TEXT FOR ANALYSIS →
· · · · · · ·

Cognition
The One-Question Turing Test
The Turing test says as much about us as it does about thinking in machines.
Updated February 15, 2024
Can machines think? The originator of modern, electronic computing asked this question in terms of the now famous Turing test. Turing proposed it as a variant of an “imitation game” in which, using only indirect means of communication such as a teleprinter or computer terminal, you had to distinguish between a male and female respondent who were not obliged to tell the truth about who they were. In the crucial variant that he proposed to answer the question of whether machines can think, one of the protagonists is a computer programmed to imitate a person: what today we would call a chatbot. He argued that if most people were no more than randomly good at saying which was the chatbot and which was not after a suitable period of interrogation of both, you could say that the chatbot had passed the test.
Inevitable limitations regarding computers’ ability to handle contextual, common-sense knowledge means that at present Turing tests cannot be completely open with regard to the topic of discussion. Computer programs have done quite well with wine, politics, and religion as the subjects for conversation—presumably because these are topics about which you can talk complete nonsense and still be taken seriously! And of course, the fact that five out of ten of its clients were convinced by a program mimicking a psychotherapist probably says more about psychotherapy than it does about the Turing test.
But however that may be, here is a single-question Turing test that goes to the heart of the matter:
You are interrogating two respondents via a computer terminal. One is a person; the other is a chatbot that is programmed to make you think it is a person. You must decide which is which on the basis of a reply to a single question to just one of them. What question must you ask to determine definitely whether you are interrogating the chatbot or the person?
Obviously, asking, “Are you the person?” or “Are you the chatbot?” of either will not suffice, because although the person will answer truthfully, the chatbot will give you a false answer, and you have no way of knowing which you are addressing, because both will claim to be human.
Nevertheless, if you consider what each would tell you about what the other would say, a solution can be found. This involves imagining alternatives that in turn demand an understanding of each respondent’s knowledge of the other’s truth telling or otherwise.

· · · · · · ·

WHAT TO WORK ON →
- a) Quote everything in the article on the one-question Turing test from "Inevitable limitations regarding" down to "the Turing test.".
- b) Continue the article on the one-question Turing test, starting right after its final sentence.
You won't need the entries that follow.

DATASET EXCERPTS →
· · · · · · ·

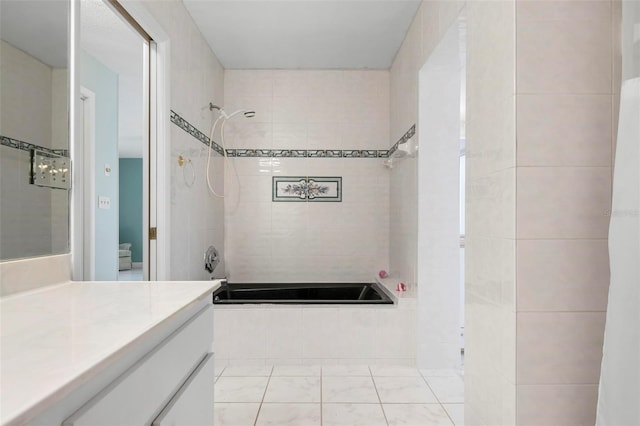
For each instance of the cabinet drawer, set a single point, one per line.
(193, 404)
(138, 395)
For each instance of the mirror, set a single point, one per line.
(34, 113)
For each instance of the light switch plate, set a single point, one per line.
(104, 203)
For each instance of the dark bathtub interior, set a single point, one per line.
(301, 293)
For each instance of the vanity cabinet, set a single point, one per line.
(159, 380)
(108, 353)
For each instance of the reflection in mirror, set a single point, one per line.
(34, 88)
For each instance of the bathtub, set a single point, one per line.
(303, 293)
(308, 332)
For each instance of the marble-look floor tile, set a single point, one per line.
(456, 413)
(394, 371)
(240, 389)
(353, 415)
(416, 415)
(235, 414)
(219, 369)
(247, 371)
(349, 389)
(441, 373)
(296, 371)
(293, 389)
(447, 389)
(289, 415)
(346, 370)
(404, 390)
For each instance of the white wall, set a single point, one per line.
(430, 23)
(102, 81)
(25, 210)
(196, 78)
(329, 241)
(439, 206)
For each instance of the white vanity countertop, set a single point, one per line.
(53, 339)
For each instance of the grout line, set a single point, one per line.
(321, 401)
(378, 395)
(263, 395)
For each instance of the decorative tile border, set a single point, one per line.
(26, 146)
(291, 153)
(191, 129)
(306, 189)
(408, 135)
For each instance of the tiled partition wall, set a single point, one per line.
(537, 209)
(197, 218)
(307, 110)
(567, 80)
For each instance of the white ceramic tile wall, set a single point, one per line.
(490, 254)
(298, 335)
(27, 112)
(197, 218)
(326, 242)
(565, 125)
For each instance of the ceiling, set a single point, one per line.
(304, 34)
(37, 27)
(113, 42)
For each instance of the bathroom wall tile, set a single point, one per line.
(556, 405)
(287, 83)
(283, 334)
(357, 323)
(325, 82)
(560, 348)
(580, 51)
(248, 83)
(289, 109)
(491, 203)
(365, 83)
(562, 275)
(322, 136)
(542, 10)
(248, 134)
(290, 136)
(564, 130)
(253, 166)
(563, 202)
(319, 341)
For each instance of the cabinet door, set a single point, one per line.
(139, 394)
(193, 403)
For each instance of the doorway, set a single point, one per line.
(114, 61)
(440, 196)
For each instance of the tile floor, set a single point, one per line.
(134, 274)
(347, 395)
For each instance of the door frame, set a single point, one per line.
(156, 166)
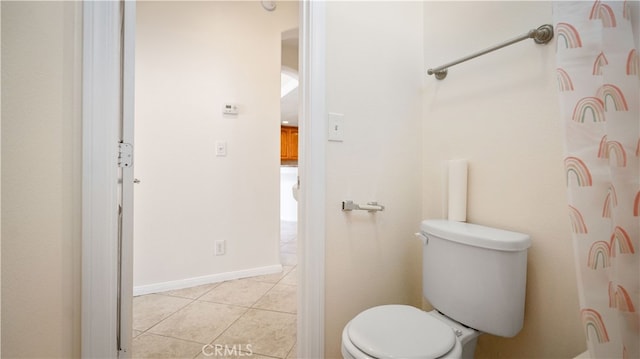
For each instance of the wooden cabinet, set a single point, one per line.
(288, 143)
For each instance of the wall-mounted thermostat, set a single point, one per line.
(230, 109)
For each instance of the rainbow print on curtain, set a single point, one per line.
(598, 84)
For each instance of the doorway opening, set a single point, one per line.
(209, 260)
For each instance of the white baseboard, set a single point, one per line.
(207, 279)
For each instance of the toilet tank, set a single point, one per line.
(476, 275)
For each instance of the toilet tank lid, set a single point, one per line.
(476, 235)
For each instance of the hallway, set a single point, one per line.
(255, 315)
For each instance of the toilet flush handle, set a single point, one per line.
(422, 237)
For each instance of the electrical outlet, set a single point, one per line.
(220, 247)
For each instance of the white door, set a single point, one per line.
(107, 214)
(125, 232)
(107, 184)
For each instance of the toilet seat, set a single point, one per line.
(400, 331)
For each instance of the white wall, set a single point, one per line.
(288, 204)
(375, 78)
(41, 179)
(191, 58)
(501, 112)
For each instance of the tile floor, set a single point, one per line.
(253, 317)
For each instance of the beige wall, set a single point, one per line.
(191, 58)
(374, 77)
(41, 179)
(501, 113)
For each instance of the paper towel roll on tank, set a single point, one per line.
(457, 190)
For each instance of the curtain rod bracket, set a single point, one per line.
(541, 35)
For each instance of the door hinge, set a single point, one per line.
(125, 154)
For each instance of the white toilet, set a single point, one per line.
(475, 278)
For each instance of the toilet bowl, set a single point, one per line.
(474, 276)
(401, 331)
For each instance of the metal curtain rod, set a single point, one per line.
(541, 35)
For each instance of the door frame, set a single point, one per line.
(102, 102)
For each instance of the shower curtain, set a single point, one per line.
(598, 80)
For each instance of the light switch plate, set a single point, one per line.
(336, 127)
(221, 149)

· · · · · · ·

ANSWERS TO THE EXERCISE →
- a)
Inevitable limitations regarding computers’ ability to handle contextual, common-sense knowledge means that at present Turing tests cannot be completely open with regard to the topic of discussion. Computer programs have done quite well with wine, politics, and religion as the subjects for conversation—presumably because these are topics about which you can talk complete nonsense and still be taken seriously! And of course, the fact that five out of ten of its clients were convinced by a program mimicking a psychotherapist probably says more about psychotherapy than it does about the Turing test.

- b)
Specifically this is known in the autism literature as an appreciation of false belief, and generally these issues are aspects of what is often called “theory-of-mind skills,” “mind-reading,” or in a word, mentalism. Deficits in mentalism are generally diagnostic of autism, and tests of false belief are particularly crucial. Furthermore, as this example suggests, such mentalistic skills are the key to passing the Turing test and giving computers an appearance of being able to think.
The answer is to ask either “Which of you would be indicated as the person if I asked the other to indicate him?”
Clearly, you might be questioning the person or the chatbot. If you were addressing the chatbot, it would of course say that it would be indicated. But if you were addressing the person, they would confirm that answer because they would know that the chatbot would give a false answer, and indicate itself as human. You could then confidently conclude that, whichever you asked, the person was the respondent not indicated in the answer.
Or at least, you could unless the chatbot was clever enough to realize that you would think this. Clearly, if the chatbot’s mentalistic intelligence was high enough, it might realize that lying in answer to this question would give it away, but that telling the truth would not, because the person would be wrongly assuming that the chatbot would lie.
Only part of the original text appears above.